[[ Information given open ]]

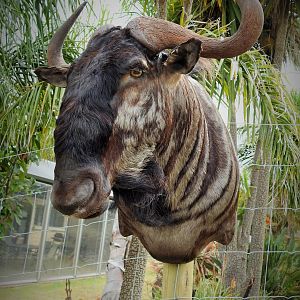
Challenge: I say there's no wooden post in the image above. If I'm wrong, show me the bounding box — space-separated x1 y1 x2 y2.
162 261 194 299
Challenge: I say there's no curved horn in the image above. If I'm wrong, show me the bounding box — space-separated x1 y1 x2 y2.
127 0 263 59
47 1 87 67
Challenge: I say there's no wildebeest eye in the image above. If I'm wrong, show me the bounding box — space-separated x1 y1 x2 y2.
130 68 143 78
159 52 169 62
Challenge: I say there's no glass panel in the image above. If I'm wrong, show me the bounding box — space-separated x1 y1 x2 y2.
76 216 102 276
59 217 78 276
40 211 77 280
0 183 116 284
99 208 116 273
76 208 116 276
0 187 49 284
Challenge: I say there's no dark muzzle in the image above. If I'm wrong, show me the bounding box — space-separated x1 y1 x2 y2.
51 160 111 218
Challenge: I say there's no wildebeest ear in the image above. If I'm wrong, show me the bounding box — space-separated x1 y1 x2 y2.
34 66 69 87
165 38 202 74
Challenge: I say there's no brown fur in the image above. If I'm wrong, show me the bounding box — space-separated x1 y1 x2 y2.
39 28 239 263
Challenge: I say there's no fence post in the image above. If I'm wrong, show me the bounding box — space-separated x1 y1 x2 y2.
162 261 194 300
36 190 52 281
96 208 109 274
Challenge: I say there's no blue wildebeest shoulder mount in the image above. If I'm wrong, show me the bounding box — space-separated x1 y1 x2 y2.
35 0 263 263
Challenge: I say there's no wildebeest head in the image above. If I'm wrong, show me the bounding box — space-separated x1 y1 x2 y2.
35 0 263 220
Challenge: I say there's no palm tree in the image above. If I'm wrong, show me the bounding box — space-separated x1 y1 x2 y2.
169 0 300 69
0 0 77 234
261 0 300 68
0 0 110 233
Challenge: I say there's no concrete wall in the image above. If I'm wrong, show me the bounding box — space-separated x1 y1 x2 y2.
282 60 300 92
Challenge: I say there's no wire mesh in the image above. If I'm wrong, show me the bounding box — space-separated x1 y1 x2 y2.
0 149 299 299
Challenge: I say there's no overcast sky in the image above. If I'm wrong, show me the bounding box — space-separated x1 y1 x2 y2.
82 0 138 27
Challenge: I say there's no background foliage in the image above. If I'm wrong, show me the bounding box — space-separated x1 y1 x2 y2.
1 0 299 297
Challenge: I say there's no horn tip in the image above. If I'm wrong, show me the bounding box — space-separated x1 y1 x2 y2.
75 1 88 15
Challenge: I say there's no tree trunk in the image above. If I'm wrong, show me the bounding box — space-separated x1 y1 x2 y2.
237 141 262 295
156 0 167 19
229 100 238 151
119 236 148 300
101 215 127 300
223 100 239 291
183 0 193 23
247 152 271 297
222 1 290 297
242 2 290 294
272 0 290 69
223 135 266 297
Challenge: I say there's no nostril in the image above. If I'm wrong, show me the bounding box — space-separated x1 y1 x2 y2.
74 178 94 203
51 178 95 215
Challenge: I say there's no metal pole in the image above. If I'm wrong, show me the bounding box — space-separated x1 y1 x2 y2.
73 218 84 278
36 190 52 282
96 208 109 274
29 193 37 232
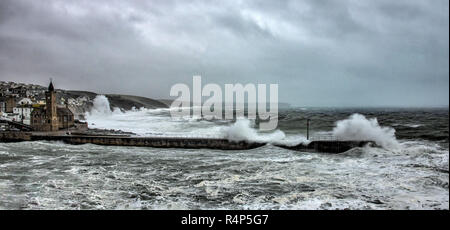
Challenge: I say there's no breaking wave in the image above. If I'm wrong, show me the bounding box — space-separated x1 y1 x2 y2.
225 119 310 146
85 96 418 149
225 119 286 143
332 113 400 149
84 95 304 145
86 95 124 118
89 95 112 116
3 100 447 210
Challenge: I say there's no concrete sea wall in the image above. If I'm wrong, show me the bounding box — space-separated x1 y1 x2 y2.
1 131 374 153
0 132 265 150
0 132 32 142
39 135 266 150
275 140 375 153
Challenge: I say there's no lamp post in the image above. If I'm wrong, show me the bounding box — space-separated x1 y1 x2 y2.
306 119 310 140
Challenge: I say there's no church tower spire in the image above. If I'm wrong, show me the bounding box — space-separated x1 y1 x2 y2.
45 79 58 131
48 79 54 92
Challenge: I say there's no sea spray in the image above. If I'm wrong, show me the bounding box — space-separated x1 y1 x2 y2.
86 96 393 148
85 95 230 136
225 119 286 143
332 114 400 149
272 134 310 147
85 96 309 144
88 95 114 116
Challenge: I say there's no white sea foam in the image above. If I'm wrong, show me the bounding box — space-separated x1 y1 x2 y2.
85 97 413 149
332 113 400 149
88 95 122 116
84 95 305 145
392 123 424 128
272 134 310 146
0 132 447 210
85 95 212 136
225 119 286 143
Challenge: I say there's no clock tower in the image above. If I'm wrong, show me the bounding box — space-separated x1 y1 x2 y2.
45 80 58 131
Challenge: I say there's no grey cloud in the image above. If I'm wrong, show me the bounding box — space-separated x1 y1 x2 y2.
0 0 448 107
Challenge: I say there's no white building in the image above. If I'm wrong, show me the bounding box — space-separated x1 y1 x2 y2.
12 106 32 125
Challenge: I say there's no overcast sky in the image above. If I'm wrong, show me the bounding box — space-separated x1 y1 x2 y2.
0 0 448 107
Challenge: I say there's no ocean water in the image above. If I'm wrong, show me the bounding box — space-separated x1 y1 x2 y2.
0 96 448 210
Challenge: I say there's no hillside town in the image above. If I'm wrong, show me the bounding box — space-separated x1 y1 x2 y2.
1 81 45 125
0 80 88 131
0 80 171 132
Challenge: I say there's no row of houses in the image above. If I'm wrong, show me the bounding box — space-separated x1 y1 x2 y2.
0 96 44 125
0 81 46 100
0 81 48 126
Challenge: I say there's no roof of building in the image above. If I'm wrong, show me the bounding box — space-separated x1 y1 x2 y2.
31 107 74 116
18 98 32 105
57 107 73 116
48 81 54 91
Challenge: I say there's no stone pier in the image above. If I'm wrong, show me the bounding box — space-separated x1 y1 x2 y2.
0 131 265 150
1 131 376 153
275 140 376 153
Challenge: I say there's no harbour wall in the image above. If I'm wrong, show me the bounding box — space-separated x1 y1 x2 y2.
275 140 375 153
0 132 32 142
1 131 375 153
0 132 265 150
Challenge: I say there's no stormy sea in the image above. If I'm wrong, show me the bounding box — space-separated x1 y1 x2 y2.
0 96 448 210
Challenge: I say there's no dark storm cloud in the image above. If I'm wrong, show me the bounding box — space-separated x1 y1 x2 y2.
0 0 448 107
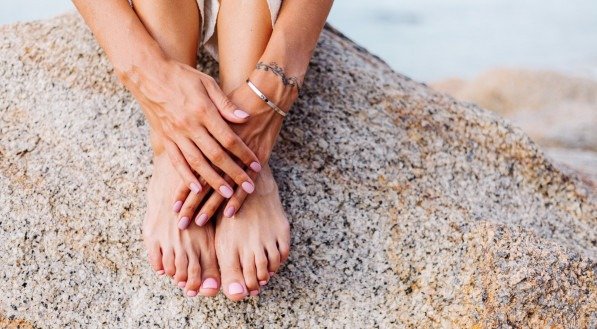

[[ Information given closed ]]

## [Exercise requirements]
Retype each entry precisely. Skip images entirely.

## [Response for this exercise]
Challenge: I say there's no wooden post in the image above. If I'm wrong, show me the bounding box — space-separated x1 y1 x2 y2.
162 261 194 299
Challenge: I say there's no curved horn in the image above. If I'm wrong, show me the bounding box — space-separated x1 y1 x2 y2.
127 0 263 59
47 1 87 67
Challenge: I say there's no wildebeest eye in the image above. If I'm wrong, show me the bounding box — space-separated x1 y1 x2 y2.
130 68 143 78
159 52 169 62
Challenge: I say there's no glass panel in the image above. If I'm wrong, show me the bounding box — space-separated x1 y1 x2 y2.
76 216 102 276
59 217 78 276
40 211 77 280
0 183 116 284
99 208 116 273
76 208 116 276
0 187 49 284
Challenge: I say there's no dark muzzle in the image above. If I'm wrong, show me the bounding box — space-separated x1 y1 x2 y2.
51 160 111 218
Challenge: I say there's no wildebeest ear in the image above. If I'm wrong, show me the bounding box — space-separated x1 y1 x2 y2.
34 66 69 87
165 38 202 74
Challenge: I say there's no brown fur in the image above. If I'm wrong, show me the bounding box — space-separated x1 y1 x2 y2.
39 28 239 263
Challenge: I say there's no fence post in the image above. If I'm wrong, show me the bounding box — space-separated x1 y1 x2 y2.
162 261 194 300
36 190 52 281
96 208 109 274
Challenge: I say there's no blue wildebeest shoulder mount in the image above. If I'm wrong, show me the bounding box — space-separated x1 y1 x2 y2.
35 0 263 263
Challenge: I say there's no wildebeest head in the image above. If I'm wrong, show me the bounding box — space-separated x1 y1 x2 y2.
35 0 263 220
Challenge: I say there's no palm tree in the image above. If I'm wrong, show me the bounding box — space-separated x1 y1 x2 y2.
169 0 300 69
0 0 77 234
261 0 300 68
0 0 110 233
Challenge: I say there's no concrete wall in the image above. If I'm wrong, show me the bounding box — space-separated x1 y1 x2 y2.
282 60 300 92
Challenge: I say there's no wire mesh in the image above. If I'm wrong, show me the bounding box — space-separated x1 y1 x2 y2.
0 149 299 299
Challenge: I say there's no overcast sky in the image above. If I'm wrong, show me the bounding box — space-separated x1 y1 x2 y2.
82 0 138 27
Challenge: I say there's no background foliage in the image above. If I'm wrong, show me the bounding box — space-separated x1 y1 x2 y2.
1 0 299 297
Challenge: I say there's no horn tip in the image above. If I'm wrong, show me the bounding box — space-separated x1 y1 x2 y2.
75 1 88 15
Challenge: I say there's no tree trunk in the image above. If I'm wrong, show me the bounding box — space-separated x1 y1 x2 y2.
237 141 262 295
156 0 167 19
229 100 238 151
119 236 148 300
101 215 127 300
223 100 239 291
183 0 193 23
247 152 271 297
222 1 290 297
242 2 290 294
272 0 290 69
223 135 266 297
Challenge: I say there's no nostril in the image above. If I'm wrong, show me the bounding box — space-separated x1 y1 x2 y2.
74 178 94 203
51 178 95 215
Challenge: I say there's no metal pole in the image above. If I'm wrong, show me the bounding box — space-separated x1 y1 x2 y2.
73 218 84 278
36 190 52 282
96 208 109 274
29 193 37 232
Challenge: I say there's no breaking wave in the image above. If I'm wrong, show me the bounding box — space-separated x1 y1 x2 y2.
225 119 310 146
85 96 418 149
225 119 286 143
332 113 400 149
84 95 304 145
86 95 124 118
89 95 112 116
3 100 447 210
Challenge: I say there's no concrete sea wall in the image above. If I'm wrong, show me the bounding box — space-separated x1 y1 x2 y2.
1 131 374 153
0 132 265 150
0 132 32 142
39 135 266 150
275 140 375 153
Challenge: I say there's no lamp post in the image above. If I'm wrong, show me the bounding box — space-separated x1 y1 x2 y2.
306 119 310 140
Challenge: I say there's no church tower spire in the image above. If I'm wrong, show me the bounding box — space-separated x1 y1 x2 y2.
45 79 58 131
48 79 54 92
Challenge: I say there's no sea spray in the image above. If I'm wrong, show me the bounding box — space-separated x1 y1 x2 y2.
86 96 393 148
85 95 230 136
225 119 286 143
332 114 400 149
272 134 310 147
85 96 309 144
88 95 114 116
Challenge: I say there's no white sea foam in the image above. If I'm wrong, show me the bounding box — space-separated x1 y1 x2 y2.
85 97 413 149
332 113 400 149
88 95 122 116
84 95 305 145
392 123 424 128
272 134 310 146
0 132 447 210
85 95 212 136
225 119 286 143
Challenge: I say there's no clock tower in the image above. If I'm wrong, show me the bounding box — space-separated x1 y1 x2 y2.
45 80 58 131
Challenge: I say there's no grey cloud in the image above. If I'm wrong, show me the bounding box — space-separated x1 y1 x2 y2.
0 0 448 107
Challenge: I say there's no white building in the image above. If I'm wrong, show me the bounding box — space-separated x1 y1 x2 y2.
12 106 32 125
Challenge: I say there's no overcast sky in the image above. If I'm wrong, show me the bounding box — space-separated x1 y1 x2 y2.
0 0 448 107
Challenge: I say there's no ocean water in the image above. If I'm wrong, show me the bounding box — space-separated x1 y1 x2 y2.
0 96 448 210
Challenge: I say there's no hillside town in the image above. If I'm wrong, show me the bounding box — space-separated x1 y1 x2 y2.
1 81 45 125
0 80 88 131
0 80 171 132
Challenge: I say there's no row of houses in the image above. If I'm wrong, show me the bounding box — space-separated x1 y1 x2 y2.
0 96 44 125
0 81 46 100
0 81 48 126
Challenge: I say there's no roof of building in the image above. If I'm wrong, show me the bounding box — space-separated x1 y1 x2 y2.
31 107 74 116
18 98 32 105
57 107 73 116
48 81 54 91
Challenge: I say there's no stone pier in the image above. If I'm wrong, show me the bounding box — space-separated x1 y1 x2 y2.
0 131 265 150
1 131 376 153
275 140 376 153
Challenge: I say there's no harbour wall in the image above. If I'm wrong, show me the bounding box — space-separated x1 y1 x2 y2.
275 140 375 153
0 132 32 142
1 131 375 153
0 132 265 150
Challenge: I say there's no stormy sea in the image above. If I'm wrong, show me the bounding box — space-separated x1 y1 x2 y2.
0 96 448 210
Challenge: I say there's no dark storm cloud in the image above. If I'm wrong, show me the bounding box — space-separated x1 y1 x2 y2.
0 0 448 107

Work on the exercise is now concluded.